WHAT THE EXERCISE ASKS: Although the data below holds other lines too, output only those from the line with "M42 116L79 110L81 56L35 56L24 80Z" up to and including the line with "Return the mask of every instance of the white line", exactly as they appear.
--- RECORDS SHOWN Enclosed Below ---
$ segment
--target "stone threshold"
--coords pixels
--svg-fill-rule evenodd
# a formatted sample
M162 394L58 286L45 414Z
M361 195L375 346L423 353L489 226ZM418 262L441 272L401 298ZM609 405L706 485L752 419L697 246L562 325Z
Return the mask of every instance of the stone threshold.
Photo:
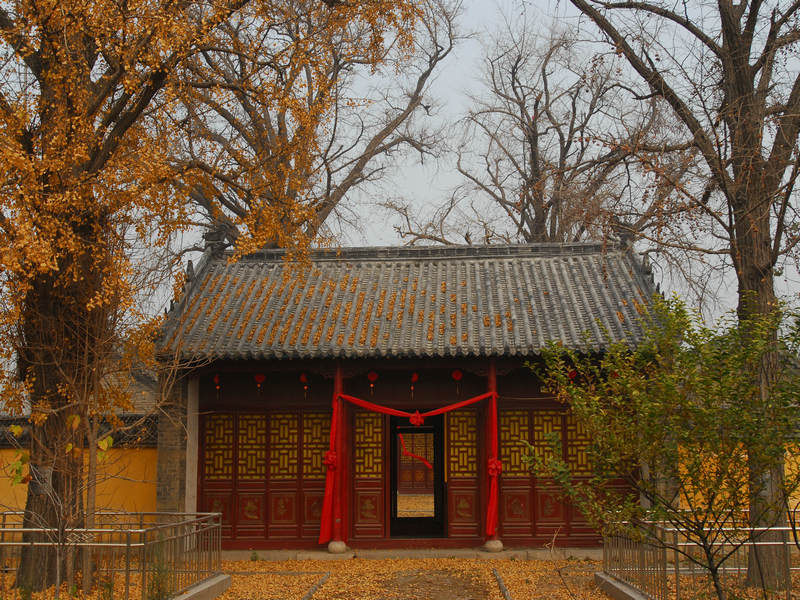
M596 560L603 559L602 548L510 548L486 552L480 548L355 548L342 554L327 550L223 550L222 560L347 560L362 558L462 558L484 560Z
--- End of Enclosed RECORDS SHOWN ---
--- RECORDS SHOWN Enclosed Below ---
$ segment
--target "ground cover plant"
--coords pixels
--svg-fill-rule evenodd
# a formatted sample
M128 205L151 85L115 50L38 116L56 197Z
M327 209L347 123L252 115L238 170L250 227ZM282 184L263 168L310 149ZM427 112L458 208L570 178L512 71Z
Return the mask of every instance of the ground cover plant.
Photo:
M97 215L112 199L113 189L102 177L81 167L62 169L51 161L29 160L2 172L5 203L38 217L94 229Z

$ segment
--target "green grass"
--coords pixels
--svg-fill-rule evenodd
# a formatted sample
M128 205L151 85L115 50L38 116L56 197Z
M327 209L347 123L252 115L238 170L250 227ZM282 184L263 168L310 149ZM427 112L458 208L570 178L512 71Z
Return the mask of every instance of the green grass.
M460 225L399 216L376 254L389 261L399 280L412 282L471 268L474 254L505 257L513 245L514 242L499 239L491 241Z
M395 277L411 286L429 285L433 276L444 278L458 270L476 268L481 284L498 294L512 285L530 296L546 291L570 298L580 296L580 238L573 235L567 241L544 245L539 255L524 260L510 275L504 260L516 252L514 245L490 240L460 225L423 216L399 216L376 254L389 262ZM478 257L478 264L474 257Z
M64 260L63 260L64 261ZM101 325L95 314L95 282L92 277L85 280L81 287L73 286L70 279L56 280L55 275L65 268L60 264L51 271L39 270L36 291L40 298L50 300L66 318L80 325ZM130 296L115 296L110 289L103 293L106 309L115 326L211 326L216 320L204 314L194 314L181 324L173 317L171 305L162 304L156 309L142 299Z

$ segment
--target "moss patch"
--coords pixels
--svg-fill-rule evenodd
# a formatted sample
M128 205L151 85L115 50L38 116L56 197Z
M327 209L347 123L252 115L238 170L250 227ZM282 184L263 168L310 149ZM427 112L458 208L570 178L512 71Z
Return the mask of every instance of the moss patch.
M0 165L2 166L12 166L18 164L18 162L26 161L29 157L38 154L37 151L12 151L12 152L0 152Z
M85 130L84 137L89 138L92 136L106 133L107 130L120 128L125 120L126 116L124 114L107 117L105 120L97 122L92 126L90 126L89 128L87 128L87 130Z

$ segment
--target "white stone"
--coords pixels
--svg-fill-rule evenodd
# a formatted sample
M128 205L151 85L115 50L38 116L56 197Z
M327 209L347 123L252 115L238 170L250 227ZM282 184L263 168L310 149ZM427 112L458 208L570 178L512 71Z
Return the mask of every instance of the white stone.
--- End of Enclosed RECORDS SHOWN ---
--- RECORDS SHOWN Enclosed Below ---
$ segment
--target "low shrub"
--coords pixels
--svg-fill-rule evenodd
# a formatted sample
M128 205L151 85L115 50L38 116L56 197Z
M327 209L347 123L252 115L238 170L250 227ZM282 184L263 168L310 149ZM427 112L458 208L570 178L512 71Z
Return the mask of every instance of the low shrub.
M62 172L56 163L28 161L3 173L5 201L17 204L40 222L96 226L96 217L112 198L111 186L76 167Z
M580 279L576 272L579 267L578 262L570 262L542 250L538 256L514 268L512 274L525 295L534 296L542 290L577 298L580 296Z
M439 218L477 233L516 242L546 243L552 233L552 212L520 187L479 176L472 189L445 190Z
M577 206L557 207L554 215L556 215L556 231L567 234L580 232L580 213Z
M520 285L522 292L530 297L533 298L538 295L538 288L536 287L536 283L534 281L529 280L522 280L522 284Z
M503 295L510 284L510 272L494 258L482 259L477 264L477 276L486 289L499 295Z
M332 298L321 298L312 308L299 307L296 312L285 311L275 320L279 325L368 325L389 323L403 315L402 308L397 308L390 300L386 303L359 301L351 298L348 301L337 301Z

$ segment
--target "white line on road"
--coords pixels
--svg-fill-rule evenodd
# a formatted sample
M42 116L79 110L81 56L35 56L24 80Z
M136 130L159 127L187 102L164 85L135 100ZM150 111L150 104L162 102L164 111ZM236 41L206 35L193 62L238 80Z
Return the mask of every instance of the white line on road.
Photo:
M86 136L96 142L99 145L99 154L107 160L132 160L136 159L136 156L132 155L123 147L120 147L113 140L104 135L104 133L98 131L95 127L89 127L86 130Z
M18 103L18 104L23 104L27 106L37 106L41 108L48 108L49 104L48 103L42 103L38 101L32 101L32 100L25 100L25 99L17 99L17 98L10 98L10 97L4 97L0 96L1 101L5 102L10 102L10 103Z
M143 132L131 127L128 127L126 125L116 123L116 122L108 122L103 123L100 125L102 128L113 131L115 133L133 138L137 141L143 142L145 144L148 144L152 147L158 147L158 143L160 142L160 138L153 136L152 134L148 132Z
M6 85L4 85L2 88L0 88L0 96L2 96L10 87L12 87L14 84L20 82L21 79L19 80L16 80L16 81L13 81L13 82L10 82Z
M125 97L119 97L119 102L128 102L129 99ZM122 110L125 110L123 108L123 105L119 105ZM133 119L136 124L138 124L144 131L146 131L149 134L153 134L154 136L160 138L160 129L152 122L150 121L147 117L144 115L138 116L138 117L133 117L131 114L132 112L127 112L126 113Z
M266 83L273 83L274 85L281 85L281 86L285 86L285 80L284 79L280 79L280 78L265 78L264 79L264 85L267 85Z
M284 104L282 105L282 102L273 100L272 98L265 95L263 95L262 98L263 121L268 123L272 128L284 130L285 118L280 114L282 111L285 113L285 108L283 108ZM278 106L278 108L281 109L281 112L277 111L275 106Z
--- End of Enclosed RECORDS SHOWN ---
ANSWER BOX:
M42 116L79 110L81 56L35 56L24 80Z
M136 130L159 127L187 102L164 85L135 100ZM150 111L150 104L162 102L164 111ZM236 41L206 35L193 62L238 80Z
Return the mask of every instance of the white line on road.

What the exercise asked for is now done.